• Point localization data:
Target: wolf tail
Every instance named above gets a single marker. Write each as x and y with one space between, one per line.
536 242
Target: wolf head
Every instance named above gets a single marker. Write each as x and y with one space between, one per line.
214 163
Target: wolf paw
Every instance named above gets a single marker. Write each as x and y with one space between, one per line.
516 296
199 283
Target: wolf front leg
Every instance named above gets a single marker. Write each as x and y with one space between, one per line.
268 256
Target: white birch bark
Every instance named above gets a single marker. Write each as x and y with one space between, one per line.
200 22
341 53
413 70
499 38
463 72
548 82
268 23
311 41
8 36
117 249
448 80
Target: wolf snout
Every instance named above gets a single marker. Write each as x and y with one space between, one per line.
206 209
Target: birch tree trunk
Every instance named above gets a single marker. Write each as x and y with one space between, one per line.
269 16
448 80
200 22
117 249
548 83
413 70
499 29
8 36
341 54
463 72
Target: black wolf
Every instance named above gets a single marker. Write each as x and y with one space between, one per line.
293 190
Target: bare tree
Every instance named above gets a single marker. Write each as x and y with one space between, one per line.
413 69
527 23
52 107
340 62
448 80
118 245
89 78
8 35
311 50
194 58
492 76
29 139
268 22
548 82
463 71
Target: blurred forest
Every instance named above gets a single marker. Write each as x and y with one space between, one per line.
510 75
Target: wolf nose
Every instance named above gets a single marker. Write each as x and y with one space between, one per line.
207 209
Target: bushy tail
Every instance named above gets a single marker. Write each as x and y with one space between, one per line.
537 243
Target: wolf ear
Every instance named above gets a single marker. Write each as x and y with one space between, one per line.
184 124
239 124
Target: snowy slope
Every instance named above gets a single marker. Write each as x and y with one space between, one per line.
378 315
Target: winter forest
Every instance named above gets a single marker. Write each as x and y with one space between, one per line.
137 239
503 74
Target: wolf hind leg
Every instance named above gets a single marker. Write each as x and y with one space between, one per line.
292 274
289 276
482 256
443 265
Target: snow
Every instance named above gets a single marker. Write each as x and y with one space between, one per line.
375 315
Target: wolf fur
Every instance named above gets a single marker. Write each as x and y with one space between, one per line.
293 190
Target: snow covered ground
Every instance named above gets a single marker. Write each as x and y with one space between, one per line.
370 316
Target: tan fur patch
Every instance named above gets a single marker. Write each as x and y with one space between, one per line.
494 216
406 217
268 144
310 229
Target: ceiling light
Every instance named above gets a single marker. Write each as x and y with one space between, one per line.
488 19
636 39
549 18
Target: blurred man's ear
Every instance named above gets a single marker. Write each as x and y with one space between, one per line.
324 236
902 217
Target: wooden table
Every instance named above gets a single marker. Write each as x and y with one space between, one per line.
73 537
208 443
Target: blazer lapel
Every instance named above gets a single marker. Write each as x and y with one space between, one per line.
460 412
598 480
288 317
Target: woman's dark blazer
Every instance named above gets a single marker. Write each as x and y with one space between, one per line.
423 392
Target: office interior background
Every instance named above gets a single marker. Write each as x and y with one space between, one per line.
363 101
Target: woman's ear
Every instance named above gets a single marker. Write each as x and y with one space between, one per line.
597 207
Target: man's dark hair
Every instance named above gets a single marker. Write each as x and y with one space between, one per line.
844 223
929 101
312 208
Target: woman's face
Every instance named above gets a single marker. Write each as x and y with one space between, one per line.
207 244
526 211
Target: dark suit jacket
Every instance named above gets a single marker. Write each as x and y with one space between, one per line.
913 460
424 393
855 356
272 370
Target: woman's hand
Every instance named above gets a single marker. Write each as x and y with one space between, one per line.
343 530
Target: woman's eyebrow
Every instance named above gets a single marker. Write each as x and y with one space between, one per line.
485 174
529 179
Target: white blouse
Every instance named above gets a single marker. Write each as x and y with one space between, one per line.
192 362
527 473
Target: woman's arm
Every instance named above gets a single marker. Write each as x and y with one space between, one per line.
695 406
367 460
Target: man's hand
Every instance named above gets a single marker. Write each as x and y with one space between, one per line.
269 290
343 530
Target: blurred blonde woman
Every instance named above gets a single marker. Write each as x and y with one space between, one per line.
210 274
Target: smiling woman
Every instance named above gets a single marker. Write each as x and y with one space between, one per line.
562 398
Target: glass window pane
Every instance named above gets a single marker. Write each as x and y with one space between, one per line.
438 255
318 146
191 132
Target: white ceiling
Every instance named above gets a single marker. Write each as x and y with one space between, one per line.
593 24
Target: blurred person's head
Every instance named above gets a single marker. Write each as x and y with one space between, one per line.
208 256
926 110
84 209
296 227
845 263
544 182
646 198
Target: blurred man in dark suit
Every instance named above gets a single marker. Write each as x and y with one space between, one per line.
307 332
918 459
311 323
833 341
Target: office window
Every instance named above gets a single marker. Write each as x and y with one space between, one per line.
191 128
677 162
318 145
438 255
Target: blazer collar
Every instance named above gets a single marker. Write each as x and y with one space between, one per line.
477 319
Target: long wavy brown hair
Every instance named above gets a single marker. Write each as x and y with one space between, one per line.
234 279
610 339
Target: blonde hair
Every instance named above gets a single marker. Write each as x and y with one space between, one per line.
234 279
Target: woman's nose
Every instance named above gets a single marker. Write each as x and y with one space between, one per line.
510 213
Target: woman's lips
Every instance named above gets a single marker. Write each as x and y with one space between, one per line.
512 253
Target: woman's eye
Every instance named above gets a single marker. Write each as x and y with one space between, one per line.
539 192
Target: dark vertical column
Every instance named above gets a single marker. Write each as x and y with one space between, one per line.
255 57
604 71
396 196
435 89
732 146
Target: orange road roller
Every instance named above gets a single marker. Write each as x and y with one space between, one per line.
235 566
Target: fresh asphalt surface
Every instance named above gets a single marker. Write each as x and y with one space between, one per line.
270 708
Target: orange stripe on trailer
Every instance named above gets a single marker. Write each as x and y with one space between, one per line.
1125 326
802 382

• Activity: All lines that contain the word "dark" must be copied from the records above.

• Written solution:
Target: woman's dark blazer
Target: man's dark hair
Target: dark suit jacket
Target: blurred man in dark suit
Target: dark vertical column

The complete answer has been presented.